_What this task involves_
What is wanted is the line holding "Query: road center line" and every later line through the end of the entries, set down exactly.

_Information_
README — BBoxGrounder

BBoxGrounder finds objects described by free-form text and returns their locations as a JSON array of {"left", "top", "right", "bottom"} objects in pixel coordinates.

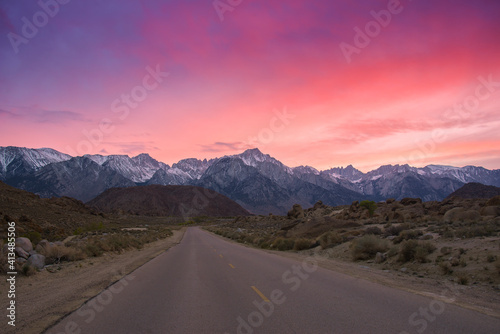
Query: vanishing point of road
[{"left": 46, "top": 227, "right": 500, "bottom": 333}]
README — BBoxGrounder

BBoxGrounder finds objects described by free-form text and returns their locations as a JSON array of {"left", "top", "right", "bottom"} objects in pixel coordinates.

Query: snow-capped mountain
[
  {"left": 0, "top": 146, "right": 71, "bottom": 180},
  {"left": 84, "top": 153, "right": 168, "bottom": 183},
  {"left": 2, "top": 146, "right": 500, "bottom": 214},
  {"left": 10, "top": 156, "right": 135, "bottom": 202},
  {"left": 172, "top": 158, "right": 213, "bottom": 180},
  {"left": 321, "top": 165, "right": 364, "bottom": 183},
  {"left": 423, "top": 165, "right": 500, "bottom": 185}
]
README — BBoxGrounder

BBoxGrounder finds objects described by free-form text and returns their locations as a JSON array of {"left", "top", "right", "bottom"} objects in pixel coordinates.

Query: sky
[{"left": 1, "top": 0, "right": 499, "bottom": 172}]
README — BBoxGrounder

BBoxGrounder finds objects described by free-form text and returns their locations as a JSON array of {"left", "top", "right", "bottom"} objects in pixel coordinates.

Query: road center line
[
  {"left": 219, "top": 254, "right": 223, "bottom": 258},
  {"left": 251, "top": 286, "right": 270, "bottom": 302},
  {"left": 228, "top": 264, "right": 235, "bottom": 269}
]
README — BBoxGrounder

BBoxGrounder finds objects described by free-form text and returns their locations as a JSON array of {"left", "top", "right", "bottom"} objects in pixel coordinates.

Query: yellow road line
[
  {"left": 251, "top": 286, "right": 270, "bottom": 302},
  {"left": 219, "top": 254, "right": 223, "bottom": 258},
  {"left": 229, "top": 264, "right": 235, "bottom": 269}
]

_Solution to the exercise_
Query: road center line
[
  {"left": 219, "top": 254, "right": 223, "bottom": 258},
  {"left": 251, "top": 286, "right": 270, "bottom": 302},
  {"left": 228, "top": 264, "right": 235, "bottom": 269}
]
README — BBoxGrounder

BBoxGrounder finds objects described by free-form text and returns their locations as a JSON array of {"left", "top", "right", "bottom"} objects in pixel coordinates.

Query: yellow road line
[
  {"left": 251, "top": 286, "right": 270, "bottom": 302},
  {"left": 219, "top": 254, "right": 223, "bottom": 258},
  {"left": 229, "top": 264, "right": 235, "bottom": 269}
]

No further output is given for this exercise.